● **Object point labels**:
☆ ☆ ☆

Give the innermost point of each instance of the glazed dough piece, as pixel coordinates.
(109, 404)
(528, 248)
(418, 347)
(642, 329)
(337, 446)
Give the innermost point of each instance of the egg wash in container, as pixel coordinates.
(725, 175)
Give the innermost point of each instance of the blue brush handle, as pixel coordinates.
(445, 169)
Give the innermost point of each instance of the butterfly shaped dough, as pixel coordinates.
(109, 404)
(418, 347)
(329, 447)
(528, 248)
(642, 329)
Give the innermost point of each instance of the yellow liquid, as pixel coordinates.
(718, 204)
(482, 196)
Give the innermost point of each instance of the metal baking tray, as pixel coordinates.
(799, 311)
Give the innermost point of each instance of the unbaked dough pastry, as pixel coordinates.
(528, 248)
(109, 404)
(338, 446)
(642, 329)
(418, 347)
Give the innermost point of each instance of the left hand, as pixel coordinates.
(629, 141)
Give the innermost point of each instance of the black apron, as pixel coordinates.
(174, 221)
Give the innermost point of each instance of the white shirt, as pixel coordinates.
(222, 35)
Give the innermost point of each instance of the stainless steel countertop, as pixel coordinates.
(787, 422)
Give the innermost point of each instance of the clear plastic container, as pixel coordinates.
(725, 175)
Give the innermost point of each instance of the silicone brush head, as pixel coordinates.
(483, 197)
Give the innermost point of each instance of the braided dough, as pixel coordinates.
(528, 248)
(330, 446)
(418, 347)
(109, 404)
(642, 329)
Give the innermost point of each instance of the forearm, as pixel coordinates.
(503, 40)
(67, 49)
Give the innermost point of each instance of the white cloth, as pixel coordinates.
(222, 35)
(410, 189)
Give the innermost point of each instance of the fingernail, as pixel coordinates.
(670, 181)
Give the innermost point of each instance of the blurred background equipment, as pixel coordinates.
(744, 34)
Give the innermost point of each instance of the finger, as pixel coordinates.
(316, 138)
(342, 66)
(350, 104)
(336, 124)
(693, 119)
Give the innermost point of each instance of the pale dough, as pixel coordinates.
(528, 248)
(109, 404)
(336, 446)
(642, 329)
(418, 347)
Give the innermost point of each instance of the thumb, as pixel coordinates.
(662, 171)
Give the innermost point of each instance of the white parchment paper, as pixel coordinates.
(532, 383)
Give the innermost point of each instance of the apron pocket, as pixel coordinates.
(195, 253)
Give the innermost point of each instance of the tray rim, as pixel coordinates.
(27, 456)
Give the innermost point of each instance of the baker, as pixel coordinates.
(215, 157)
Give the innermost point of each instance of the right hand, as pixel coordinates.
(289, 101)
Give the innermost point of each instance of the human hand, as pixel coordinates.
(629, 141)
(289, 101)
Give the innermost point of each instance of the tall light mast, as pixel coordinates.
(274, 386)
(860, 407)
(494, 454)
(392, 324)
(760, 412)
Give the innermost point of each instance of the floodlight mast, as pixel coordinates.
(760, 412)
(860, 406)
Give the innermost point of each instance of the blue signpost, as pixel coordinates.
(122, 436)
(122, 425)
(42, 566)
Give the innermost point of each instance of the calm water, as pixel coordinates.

☆ ☆ ☆

Please reproduce each line exactly as written.

Give the innermost point of each instance of the glazed dough piece, as pixel coordinates.
(109, 404)
(528, 248)
(418, 347)
(642, 329)
(337, 446)
Give the innermost point of each instance of the egg wash in container, as pixel coordinates.
(725, 175)
Give the innermost point of each instance of the blue brush handle, as pixel coordinates.
(445, 169)
Give the innermost point of each instance of the butterfly shaped dough, as pixel coordinates.
(109, 404)
(418, 347)
(329, 447)
(528, 248)
(642, 329)
Give the innermost point of each instance of the yellow liquid, as pixel coordinates.
(718, 204)
(482, 196)
Give the innermost point of each instance of the metal baking tray, as pixel coordinates.
(799, 311)
Give the innermost point of each instance of the unbaked dough pastry, as pixel coordinates.
(528, 248)
(109, 404)
(338, 446)
(642, 329)
(418, 347)
Give the innermost point of each instance of the left hand, as pixel coordinates.
(629, 141)
Give the innermost point of each instance of the black apron, as pixel coordinates.
(174, 221)
Give the innermost point of each instance of the white shirt, as pixel coordinates.
(222, 35)
Give the innermost point of each instance of the stainless steel countertop, as pixel coordinates.
(787, 422)
Give the innermost point of each instance of the clear plastic container, as pixel coordinates.
(725, 175)
Give the innermost point of each instance of the silicone brush head, as pixel coordinates.
(483, 197)
Give the innermost point of each instance of the braided dough, as pixel coordinates.
(528, 248)
(330, 446)
(418, 347)
(109, 404)
(642, 329)
Give the innermost point of each instance of the forearm, as pixel coordinates.
(503, 40)
(67, 49)
Give the innermost point of each instance of the white cloth, as pixel coordinates.
(222, 35)
(410, 189)
Give the innermost point of each instance of the fingernail, as pixel coordinates.
(670, 181)
Give the innermost point of each instance of the blurred background equipment, as pixel coordinates.
(744, 34)
Give the innermost point of each instance of the finger, as pixel coordinates.
(316, 138)
(342, 66)
(350, 104)
(336, 124)
(693, 119)
Give the innermost point of each instance of the pale dough, as pixel coordinates.
(528, 248)
(109, 404)
(336, 446)
(642, 329)
(418, 347)
Give the innermost point of each instance of the thumb, as pixel coordinates.
(662, 171)
Give the innermost point of each instance of the white parchment paper, as pixel coordinates.
(532, 383)
Give the innermost point of each instance of the apron pocket, as pixel coordinates.
(195, 253)
Give the innermost point of each instance of the tray rim, as pixel coordinates.
(27, 456)
Give the innermost point of each instance of the baker, as pixel coordinates.
(215, 157)
Give the innermost point of each instance of the right hand, as pixel coordinates.
(289, 101)
Give the innermost point of each instance of the human hand, as pixel coordinates.
(629, 141)
(289, 101)
Give the innermost point of each instance of the tall light mast, as pixel coordinates.
(274, 386)
(860, 407)
(494, 454)
(392, 324)
(760, 412)
Give the innermost point of each instance of the floodlight mast, as pixel coordinates.
(760, 412)
(860, 406)
Give the innermost point of each instance of the blue signpost, as pixel coordinates.
(122, 436)
(122, 425)
(42, 566)
Give the innermost point of each instance of the calm water, as pixel coordinates.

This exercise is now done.